DO THIS: Add 58 to every x and y coordinate in the answers, then write out each line starting with the line containing "Expected: the pointer indicates a point on the turquoise" and going on through the end of the rows, request lines included, and nothing else.

DATASET ENTRIES:
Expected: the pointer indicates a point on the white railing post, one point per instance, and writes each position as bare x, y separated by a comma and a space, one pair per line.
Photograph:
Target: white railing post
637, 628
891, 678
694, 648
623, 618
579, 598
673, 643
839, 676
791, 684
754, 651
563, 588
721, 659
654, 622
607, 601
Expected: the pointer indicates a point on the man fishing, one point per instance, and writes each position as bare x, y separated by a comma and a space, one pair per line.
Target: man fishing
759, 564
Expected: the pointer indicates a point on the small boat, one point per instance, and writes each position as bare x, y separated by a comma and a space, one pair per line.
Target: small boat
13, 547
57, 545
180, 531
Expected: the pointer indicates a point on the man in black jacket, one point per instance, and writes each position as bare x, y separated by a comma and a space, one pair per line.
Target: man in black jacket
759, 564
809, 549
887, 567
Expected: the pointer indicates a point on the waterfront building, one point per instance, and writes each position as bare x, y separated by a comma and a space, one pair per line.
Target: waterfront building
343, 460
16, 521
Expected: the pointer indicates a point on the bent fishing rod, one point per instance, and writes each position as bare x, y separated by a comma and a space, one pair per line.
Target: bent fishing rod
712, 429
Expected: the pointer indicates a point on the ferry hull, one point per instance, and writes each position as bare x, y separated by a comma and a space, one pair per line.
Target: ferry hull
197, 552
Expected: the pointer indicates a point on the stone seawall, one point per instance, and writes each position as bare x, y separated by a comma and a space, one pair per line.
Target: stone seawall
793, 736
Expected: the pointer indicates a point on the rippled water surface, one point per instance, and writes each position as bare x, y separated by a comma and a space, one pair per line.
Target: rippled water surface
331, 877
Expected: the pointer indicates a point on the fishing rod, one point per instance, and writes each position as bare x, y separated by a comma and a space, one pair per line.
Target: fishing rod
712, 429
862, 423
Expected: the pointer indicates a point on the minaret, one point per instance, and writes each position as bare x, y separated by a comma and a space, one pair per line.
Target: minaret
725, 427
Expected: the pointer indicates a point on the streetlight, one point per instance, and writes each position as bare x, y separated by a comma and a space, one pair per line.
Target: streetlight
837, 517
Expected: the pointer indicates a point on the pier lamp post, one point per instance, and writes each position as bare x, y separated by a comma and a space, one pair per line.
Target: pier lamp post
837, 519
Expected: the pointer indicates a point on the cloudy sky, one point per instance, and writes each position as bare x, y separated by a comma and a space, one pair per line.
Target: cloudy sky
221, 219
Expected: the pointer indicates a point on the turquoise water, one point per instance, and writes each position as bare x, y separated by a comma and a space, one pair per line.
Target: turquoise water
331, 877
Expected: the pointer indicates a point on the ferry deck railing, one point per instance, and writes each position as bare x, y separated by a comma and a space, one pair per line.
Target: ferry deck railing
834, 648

OUTPUT FOR THIS TASK:
Expected: the pointer indicates a point on the turquoise water, one point per instance, and writes each position as bare x, y separated by a comma and a space, one pair per line.
Target: turquoise water
389, 935
Expected: the pointer indicates a point on the ferry deck railing, one point per instance, and writes each position as bare x, y separated by a comma and a space, one pair per line.
Target: ferry deck railing
892, 706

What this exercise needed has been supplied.